Task prompt: Go through the records below and restate each one word for word.

(Point localization data)
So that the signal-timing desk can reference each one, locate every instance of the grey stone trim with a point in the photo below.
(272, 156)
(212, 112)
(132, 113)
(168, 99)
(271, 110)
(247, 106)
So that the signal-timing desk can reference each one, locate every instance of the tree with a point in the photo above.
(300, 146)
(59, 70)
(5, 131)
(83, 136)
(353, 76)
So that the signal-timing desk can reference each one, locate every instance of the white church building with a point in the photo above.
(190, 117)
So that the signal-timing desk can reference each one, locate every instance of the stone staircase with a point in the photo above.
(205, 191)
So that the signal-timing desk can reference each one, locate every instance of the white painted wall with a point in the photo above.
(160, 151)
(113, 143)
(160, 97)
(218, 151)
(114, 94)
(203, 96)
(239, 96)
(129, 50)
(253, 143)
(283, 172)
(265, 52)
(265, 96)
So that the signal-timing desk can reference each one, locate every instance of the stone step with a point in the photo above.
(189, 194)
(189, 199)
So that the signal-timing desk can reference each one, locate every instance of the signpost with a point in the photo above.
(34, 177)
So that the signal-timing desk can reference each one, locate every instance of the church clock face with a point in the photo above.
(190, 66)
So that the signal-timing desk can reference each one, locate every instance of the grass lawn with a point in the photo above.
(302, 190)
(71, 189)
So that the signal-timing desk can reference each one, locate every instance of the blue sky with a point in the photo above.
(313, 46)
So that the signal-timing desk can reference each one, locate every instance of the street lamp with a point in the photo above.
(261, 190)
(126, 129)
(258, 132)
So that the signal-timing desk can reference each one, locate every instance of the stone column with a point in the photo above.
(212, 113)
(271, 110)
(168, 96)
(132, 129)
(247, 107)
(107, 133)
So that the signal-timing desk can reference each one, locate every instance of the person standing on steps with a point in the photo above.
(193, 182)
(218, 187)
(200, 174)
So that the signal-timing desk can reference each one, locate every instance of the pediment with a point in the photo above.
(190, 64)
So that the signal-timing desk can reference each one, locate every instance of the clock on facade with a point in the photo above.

Response area:
So that the signal-timing desk can reference each one, locate every instance of the grey stone trim with a point in the photo below.
(272, 156)
(212, 112)
(132, 113)
(168, 99)
(271, 110)
(247, 106)
So that the signal-timing desk can reference each one, locate every instance of the tree with a point in the photo above.
(300, 146)
(59, 70)
(5, 131)
(83, 136)
(353, 76)
So that the signal-timing desk can reference each one, locate every instance of the white church building with a point in the photo above.
(190, 117)
So that the signal-timing desk can reference each one, locate every instance of the stone staircase with a point in the photo above.
(205, 191)
So that the signal-timing desk can reference each one, locate every instance of the white painted wall with a point in the photo above.
(160, 151)
(113, 143)
(160, 97)
(218, 151)
(114, 94)
(203, 96)
(239, 96)
(129, 50)
(253, 143)
(283, 172)
(265, 52)
(265, 96)
So that the signal-timing desk can reference each one, locate every instance of the stone step with a point in the photo above.
(189, 194)
(189, 199)
So that the signal-timing desk can reference each one, locate every instance of the signpost with a point in the photo above.
(34, 177)
So that the signal-timing desk can reference each one, locate every instance of the church clock face with a point in the photo above.
(190, 66)
So that the signal-timing desk can reference each one, locate every instance of the grass lawn with a point in the photo above.
(302, 190)
(71, 189)
So that the signal-timing desk can reference each one, locate every instance of the blue sky with a point in the photo above.
(313, 46)
So that the signal-timing desk can reference each one, locate every instance of the street lamp with a point in the photo above.
(261, 190)
(126, 129)
(258, 132)
So that the signal-timing desk can reference each one, locate every instance of the stone column with a point in the photo above.
(212, 113)
(271, 110)
(168, 96)
(132, 129)
(247, 107)
(107, 133)
So that the signal-timing desk can reference each one, locate every instance of the person standing on steps with a point in the photo above.
(193, 182)
(218, 187)
(200, 174)
So that the signal-timing desk can reference each one, locate every instance of the pediment with a point in the photo above.
(190, 64)
So that the signal-timing desk can reference each one, locate every instance of the clock on facade with a point in the photo above.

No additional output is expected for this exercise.